• TASK DIRECTIONS
Reproduce the listing from the line containing "Reviewer note: check that every instance of the green" through the end of the listing, changing every occurrence of "Reviewer note" to "Annotator note" and leaving all else unchanged.

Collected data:
%%

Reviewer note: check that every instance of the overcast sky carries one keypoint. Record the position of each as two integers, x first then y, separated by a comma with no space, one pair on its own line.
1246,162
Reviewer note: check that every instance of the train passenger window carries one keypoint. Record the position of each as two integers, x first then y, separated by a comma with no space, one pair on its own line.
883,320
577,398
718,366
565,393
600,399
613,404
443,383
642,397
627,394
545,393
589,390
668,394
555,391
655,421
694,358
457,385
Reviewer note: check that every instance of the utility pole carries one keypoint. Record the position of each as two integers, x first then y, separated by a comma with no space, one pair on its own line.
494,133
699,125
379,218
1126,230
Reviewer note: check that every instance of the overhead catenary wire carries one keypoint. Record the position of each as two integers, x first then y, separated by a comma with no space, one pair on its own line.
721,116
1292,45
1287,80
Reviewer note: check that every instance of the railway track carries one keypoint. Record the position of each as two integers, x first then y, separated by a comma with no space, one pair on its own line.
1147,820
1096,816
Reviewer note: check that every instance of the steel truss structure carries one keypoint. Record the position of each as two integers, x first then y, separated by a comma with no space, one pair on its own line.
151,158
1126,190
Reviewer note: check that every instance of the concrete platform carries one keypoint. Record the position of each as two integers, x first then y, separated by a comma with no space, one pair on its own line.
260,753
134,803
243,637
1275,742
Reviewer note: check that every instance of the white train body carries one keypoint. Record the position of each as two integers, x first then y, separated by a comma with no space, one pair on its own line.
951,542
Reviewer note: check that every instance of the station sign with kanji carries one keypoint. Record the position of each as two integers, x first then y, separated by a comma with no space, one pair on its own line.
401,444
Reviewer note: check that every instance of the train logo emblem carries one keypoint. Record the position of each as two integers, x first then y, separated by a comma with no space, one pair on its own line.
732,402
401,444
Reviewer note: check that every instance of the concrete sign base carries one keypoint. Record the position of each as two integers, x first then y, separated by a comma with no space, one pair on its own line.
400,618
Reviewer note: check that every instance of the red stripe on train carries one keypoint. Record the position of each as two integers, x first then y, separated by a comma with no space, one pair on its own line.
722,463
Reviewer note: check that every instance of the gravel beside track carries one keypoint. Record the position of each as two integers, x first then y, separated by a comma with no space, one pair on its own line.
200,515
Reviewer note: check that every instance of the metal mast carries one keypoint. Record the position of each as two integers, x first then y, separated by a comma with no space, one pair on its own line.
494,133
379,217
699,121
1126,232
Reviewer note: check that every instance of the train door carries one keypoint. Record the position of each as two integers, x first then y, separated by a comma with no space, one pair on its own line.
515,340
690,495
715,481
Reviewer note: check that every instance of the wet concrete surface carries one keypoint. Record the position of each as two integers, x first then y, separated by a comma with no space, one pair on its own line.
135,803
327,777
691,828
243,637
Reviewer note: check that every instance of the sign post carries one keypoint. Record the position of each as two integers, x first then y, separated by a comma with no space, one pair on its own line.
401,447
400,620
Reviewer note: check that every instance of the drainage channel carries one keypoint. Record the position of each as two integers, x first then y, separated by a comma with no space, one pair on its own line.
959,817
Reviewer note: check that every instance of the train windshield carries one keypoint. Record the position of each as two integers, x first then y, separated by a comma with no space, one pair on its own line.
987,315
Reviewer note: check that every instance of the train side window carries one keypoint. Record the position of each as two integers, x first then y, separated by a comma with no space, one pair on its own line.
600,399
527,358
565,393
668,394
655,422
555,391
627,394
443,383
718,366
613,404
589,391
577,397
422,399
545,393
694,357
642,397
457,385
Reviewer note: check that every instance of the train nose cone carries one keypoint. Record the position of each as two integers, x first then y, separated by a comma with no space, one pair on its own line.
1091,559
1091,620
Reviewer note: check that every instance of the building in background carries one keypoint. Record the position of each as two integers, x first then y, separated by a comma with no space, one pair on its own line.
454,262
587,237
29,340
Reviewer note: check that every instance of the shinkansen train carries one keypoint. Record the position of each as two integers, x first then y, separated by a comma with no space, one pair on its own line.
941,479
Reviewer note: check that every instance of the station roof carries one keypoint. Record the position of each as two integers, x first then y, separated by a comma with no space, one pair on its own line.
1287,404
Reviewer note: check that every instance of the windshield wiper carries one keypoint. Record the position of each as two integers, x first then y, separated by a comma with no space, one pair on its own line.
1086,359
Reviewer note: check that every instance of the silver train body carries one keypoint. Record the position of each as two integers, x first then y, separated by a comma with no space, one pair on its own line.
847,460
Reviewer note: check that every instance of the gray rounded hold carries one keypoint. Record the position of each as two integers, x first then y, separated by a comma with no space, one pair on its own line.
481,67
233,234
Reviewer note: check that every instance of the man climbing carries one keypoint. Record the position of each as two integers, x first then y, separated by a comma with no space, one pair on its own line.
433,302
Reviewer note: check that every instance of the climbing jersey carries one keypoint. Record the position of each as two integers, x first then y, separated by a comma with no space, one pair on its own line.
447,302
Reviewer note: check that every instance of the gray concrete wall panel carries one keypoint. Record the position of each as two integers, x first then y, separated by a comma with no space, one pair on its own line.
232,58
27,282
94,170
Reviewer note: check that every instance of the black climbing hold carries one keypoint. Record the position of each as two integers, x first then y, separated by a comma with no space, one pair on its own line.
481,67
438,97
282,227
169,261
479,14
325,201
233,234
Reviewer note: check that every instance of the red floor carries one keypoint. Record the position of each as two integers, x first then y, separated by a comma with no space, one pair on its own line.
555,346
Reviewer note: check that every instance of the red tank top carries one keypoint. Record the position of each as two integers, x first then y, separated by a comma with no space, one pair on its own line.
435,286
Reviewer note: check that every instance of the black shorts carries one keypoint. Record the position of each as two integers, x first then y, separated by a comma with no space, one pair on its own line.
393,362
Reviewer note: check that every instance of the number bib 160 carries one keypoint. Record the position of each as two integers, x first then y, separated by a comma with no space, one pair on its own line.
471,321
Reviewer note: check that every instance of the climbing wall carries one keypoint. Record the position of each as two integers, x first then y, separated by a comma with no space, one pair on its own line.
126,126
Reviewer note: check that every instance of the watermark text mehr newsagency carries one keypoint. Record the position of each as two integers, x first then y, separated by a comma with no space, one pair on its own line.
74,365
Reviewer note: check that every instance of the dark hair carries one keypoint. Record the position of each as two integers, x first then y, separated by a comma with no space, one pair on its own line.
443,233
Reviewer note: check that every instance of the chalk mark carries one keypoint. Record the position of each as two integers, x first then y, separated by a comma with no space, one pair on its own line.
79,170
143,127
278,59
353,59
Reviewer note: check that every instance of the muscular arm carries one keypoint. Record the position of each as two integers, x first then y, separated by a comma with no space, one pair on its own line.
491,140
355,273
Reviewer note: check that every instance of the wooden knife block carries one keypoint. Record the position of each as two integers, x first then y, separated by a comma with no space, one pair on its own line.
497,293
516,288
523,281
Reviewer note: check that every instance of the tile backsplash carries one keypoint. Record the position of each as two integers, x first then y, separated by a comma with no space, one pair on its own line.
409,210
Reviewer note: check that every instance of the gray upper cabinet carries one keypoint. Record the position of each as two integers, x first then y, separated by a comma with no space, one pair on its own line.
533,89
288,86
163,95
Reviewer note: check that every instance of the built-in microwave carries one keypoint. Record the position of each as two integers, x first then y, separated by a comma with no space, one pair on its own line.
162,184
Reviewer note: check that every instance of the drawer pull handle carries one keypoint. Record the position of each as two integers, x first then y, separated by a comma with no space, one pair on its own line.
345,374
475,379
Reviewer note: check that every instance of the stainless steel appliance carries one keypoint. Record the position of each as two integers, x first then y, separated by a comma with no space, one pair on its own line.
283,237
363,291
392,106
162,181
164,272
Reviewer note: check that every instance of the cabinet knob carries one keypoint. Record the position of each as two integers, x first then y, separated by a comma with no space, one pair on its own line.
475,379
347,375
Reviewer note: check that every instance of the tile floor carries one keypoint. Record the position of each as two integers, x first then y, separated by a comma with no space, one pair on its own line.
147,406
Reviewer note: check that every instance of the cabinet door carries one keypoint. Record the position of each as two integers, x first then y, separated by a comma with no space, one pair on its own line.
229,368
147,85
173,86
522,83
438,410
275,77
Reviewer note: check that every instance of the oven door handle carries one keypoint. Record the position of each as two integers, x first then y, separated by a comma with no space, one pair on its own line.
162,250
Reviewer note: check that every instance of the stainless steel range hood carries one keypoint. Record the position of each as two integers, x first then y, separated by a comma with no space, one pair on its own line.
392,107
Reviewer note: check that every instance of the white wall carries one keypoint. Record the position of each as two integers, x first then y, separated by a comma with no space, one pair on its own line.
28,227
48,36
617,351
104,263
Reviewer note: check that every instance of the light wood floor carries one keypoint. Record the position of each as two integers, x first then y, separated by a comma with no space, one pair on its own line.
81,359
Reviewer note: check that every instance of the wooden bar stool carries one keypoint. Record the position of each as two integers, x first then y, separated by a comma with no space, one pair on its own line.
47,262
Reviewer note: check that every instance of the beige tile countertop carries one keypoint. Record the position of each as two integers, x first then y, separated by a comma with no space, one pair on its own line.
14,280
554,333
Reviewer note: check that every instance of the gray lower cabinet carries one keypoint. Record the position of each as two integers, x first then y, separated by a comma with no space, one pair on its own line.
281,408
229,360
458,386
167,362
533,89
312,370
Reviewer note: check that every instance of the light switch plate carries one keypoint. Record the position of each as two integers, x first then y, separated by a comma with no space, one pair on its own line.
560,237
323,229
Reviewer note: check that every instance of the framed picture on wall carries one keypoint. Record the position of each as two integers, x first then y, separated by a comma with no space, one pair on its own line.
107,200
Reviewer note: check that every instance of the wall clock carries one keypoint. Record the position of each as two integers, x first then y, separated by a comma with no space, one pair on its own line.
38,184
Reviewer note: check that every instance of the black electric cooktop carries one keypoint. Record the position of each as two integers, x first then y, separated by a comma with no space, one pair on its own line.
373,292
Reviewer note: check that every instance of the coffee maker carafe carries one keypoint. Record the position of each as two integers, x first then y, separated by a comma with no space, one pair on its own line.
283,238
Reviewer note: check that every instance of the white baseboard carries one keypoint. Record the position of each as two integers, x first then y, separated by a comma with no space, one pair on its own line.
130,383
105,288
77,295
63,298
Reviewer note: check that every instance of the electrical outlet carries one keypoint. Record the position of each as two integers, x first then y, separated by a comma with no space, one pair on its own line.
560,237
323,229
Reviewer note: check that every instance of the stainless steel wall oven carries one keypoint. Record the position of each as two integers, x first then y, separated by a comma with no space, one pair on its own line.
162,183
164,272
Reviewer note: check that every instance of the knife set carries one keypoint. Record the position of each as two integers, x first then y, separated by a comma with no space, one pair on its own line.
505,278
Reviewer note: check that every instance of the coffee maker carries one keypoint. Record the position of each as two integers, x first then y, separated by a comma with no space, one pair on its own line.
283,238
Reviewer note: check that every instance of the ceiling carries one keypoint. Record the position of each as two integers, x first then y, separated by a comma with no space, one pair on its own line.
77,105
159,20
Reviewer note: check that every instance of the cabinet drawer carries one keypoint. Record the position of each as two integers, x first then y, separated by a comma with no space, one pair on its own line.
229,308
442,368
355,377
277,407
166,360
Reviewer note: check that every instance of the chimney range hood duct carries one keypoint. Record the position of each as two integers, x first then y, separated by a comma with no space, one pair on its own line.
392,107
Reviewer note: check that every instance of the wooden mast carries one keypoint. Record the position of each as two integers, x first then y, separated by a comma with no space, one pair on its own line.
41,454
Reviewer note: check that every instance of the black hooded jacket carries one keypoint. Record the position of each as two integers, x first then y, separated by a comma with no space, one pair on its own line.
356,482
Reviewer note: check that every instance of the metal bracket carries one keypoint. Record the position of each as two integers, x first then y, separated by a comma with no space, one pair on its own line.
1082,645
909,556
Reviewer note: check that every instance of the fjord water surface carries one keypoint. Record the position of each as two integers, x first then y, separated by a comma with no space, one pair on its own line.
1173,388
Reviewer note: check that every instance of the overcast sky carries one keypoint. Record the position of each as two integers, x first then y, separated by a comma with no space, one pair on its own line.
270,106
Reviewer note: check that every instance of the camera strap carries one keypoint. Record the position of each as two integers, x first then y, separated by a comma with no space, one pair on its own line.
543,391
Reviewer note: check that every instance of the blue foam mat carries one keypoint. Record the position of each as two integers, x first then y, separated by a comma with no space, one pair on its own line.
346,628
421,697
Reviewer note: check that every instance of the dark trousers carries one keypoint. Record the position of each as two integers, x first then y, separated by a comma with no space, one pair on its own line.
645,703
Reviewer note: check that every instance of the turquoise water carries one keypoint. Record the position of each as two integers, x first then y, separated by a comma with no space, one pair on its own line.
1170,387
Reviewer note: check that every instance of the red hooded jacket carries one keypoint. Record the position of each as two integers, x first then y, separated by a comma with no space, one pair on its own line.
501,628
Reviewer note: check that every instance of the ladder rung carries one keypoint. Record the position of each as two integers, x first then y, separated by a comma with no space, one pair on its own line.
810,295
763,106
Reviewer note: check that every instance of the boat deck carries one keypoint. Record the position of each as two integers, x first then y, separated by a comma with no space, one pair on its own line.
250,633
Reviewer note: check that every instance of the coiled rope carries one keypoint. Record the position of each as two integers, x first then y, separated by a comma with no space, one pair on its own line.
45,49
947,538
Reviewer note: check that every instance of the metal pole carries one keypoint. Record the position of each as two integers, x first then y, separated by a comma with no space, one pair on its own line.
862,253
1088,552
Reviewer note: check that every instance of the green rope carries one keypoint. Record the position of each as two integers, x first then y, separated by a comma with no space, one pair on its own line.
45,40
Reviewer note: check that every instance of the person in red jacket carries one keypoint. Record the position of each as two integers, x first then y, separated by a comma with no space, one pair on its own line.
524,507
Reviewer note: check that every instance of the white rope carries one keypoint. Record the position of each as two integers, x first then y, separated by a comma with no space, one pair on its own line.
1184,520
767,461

%%

• FINAL RESULT
Annotator note: check that every instance of the green rope carries one keypoint. Record the position of each as two integers, x first then y, separated by a comma with no space, one pair on its own line.
45,40
Annotator note: check that every instance of the person in red jacket carries one keypoint. Record the position of each as two integers, x first then y, separated by a comma with no space, one pair on its own line.
524,507
Annotator note: check that every instance of the white rope carries one keypoint. Record the position of each as two integers, x first then y, separated by a comma with no space, one pair on its own line.
1184,520
767,461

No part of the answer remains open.